Of course if it was to be used as a blast shelter then I'm not sure how effective it would be for even walking to this place caused me to sweat profusely. In fact, when I stepped out of the hostel at about 11am, sweat immediately beagn to retreat from my skin. It felt the heat and began to seep away. Remember that this was before I even began to walk, it was and is, that hot. If you were to compare to an everyday item, then it would be akin to walking into a small bathroom with no windows or vents after the shower had been left on for a few hours. As Donal said, it is like a steam room, but without the ceremics or the ability to actually leave at will to somewhere cooler.

Walking down the streets I continued to sweat but knew that Sears would be air conditioned, even dogs kennels are air conditioned here. Tthere wasn't anything dramatic, just a big store in need of some renovation with plenty of Lee and Levi jeans for $30 and under - a bargain compared to home in my mind at least and so I took some pairs. I paid for them too if you are wondering. The real drama was on the way home. I crossed the street to Fiesta supermarket and got some uisce, turned on my mp3 player and began a slow amble back to the hostel determined not to sweat too much but it was just past midday, God and the Devil were working together for the first time ever to create the hottest place in the history of ever by moving the sun to within 10 miles of the city and trapping the heat with lots of white clouds. It wouldn't have suprised me if there was an electric blanket draped all over the ground of this massive, sprawling and roasting oven of a city. Determined as I was about the sweat issue, having showered once already I was in no mood to waste time and have another one, I wiped my brow coming through a residenital neighbourhood near the hostel.

EXCERPTED DATA:

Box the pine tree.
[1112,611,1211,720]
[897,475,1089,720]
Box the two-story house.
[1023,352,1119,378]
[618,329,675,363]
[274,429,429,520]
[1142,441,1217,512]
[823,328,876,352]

...

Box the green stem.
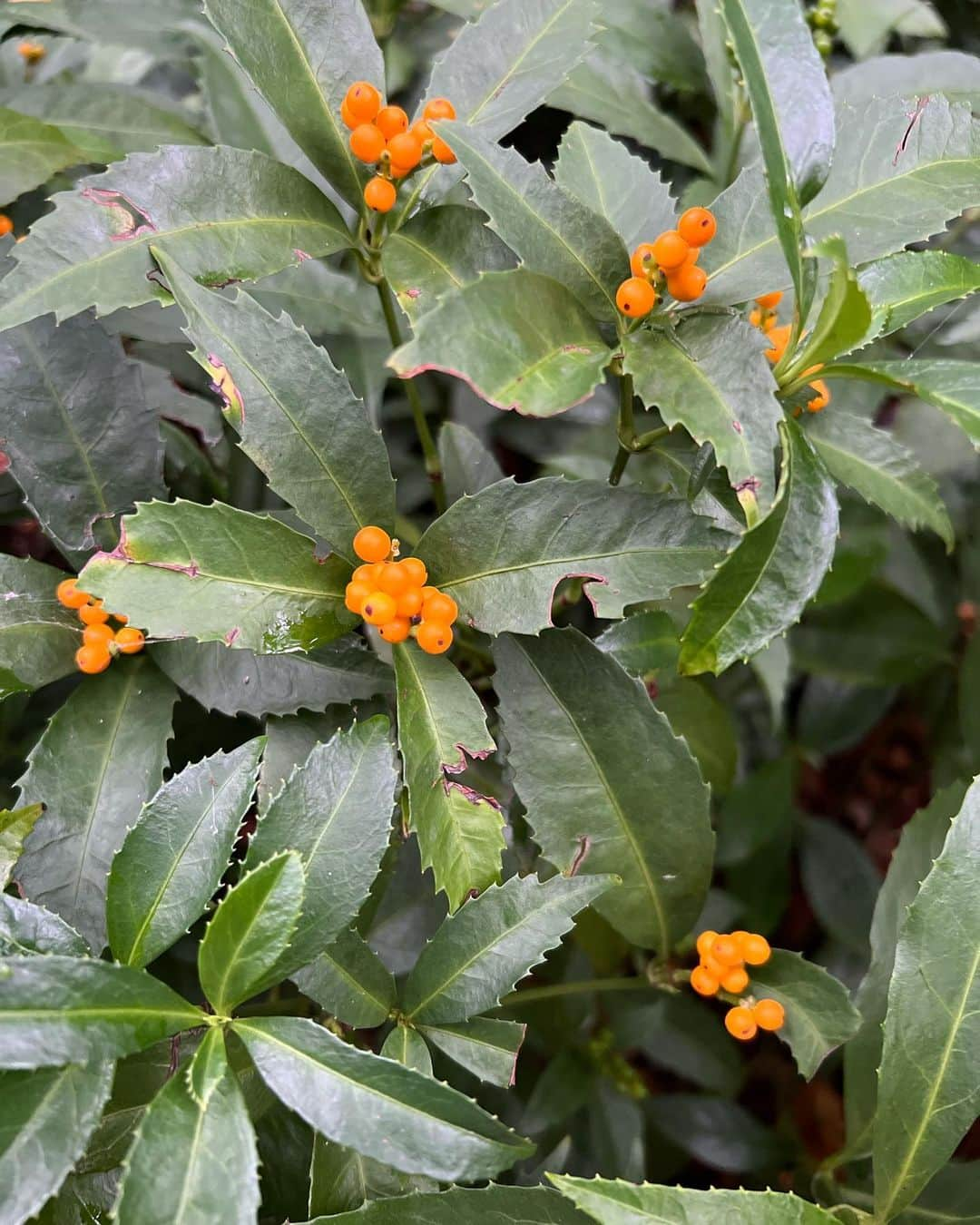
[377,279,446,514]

TO BE DONE:
1 – Decide whether each statement below agrees with the account of the walk to Sears, answering yes or no and quoting the deciding words: (a) the jeans at Sears cost $30 or less; (b) the writer left the hostel in the evening; (c) the writer had already showered once before the walk home.
2 – Carry the account of the walk to Sears forward from its last sentence, writing what comes next.

ANSWERS TO EACH TASK:
1 –
(a) Yes: "plenty of Lee and Levi jeans for $30 and under"
(b) No: "when I stepped out of the hostel at about 11am"
(c) Yes: "having showered once already"

2 –
I could feel sweat being trapped in the hairs on my forearm as I wiped it across my forehead. My determined fight was doing with tissues for this job, simply because I forgot them. But then as I withdrew my arm I could feel something was up with my left eye. I threw my hand at it, knowing that perhaps I would catch it. The lens let go of its grip to my eye lash as it slid onto the palm of my hand feeling slightly withered and dry. This wasn't good. I needed to be able to see in order to make it back to the hostel. With one eye I was more vulnerable to everything, nuclear blast, robbery, getting lost but not more vulnerable to being picked up in a Mustang convertable by the local university's cheer leading team. There's always a flip side, always. I attempted to put the lens back in but couldn't do it, it was withered and drying so quickly from the absolute heat that even if I had had access to a mirror, it would have been a challenge for my eye to actually accept it. And so, looking around in vain, I dropped it to the floor where it would in time rot away allowing me to proceed back to the hostel with one eye working. Well I lie, two eyes working, one of which can actually see things properly. It's a strange sensation having one good eye and another eye feeding very blurry images to my brain. Not to worry though it was only to be for a short period of time before Ii arrived back at the hostel and replaced them because they had been in a few days over their real limit anyway so it was no big deal to me.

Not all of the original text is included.